*What to do*
Going through the entries below, count each line that holds "mural" and give only the total.

**********

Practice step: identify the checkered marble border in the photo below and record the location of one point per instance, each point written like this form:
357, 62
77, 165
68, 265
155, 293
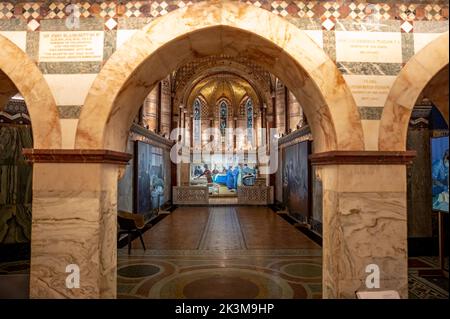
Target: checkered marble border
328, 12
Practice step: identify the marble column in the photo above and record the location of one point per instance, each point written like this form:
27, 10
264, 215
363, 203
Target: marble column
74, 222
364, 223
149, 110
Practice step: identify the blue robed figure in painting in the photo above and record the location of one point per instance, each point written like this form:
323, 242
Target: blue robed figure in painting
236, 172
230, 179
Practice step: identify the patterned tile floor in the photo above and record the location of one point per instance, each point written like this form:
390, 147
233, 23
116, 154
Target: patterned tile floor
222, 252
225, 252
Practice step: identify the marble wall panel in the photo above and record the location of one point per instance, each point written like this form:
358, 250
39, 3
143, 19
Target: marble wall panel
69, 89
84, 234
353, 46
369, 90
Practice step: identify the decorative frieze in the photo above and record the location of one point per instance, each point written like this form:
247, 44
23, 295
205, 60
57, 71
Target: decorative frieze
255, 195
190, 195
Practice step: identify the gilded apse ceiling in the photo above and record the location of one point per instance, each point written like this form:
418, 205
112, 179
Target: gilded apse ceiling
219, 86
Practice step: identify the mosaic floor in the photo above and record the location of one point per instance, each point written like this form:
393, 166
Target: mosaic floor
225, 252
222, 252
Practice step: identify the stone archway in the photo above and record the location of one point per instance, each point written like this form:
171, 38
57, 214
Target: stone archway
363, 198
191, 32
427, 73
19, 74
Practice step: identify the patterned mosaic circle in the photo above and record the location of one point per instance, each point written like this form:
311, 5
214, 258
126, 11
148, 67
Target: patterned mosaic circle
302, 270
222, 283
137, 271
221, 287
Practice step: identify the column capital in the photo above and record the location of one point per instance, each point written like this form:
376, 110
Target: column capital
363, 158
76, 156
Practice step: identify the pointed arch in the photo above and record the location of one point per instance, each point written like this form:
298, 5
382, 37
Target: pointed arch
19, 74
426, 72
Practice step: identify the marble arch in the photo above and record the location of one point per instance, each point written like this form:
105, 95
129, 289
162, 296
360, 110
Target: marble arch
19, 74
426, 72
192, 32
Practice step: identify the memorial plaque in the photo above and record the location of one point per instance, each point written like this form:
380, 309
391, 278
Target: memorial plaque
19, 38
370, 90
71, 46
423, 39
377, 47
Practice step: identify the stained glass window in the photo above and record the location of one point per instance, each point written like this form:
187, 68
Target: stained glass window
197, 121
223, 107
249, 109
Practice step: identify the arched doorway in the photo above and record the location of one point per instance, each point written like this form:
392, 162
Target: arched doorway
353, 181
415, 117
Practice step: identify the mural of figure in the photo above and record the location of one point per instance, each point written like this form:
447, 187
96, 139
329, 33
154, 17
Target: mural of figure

**********

*Result for this exercise*
2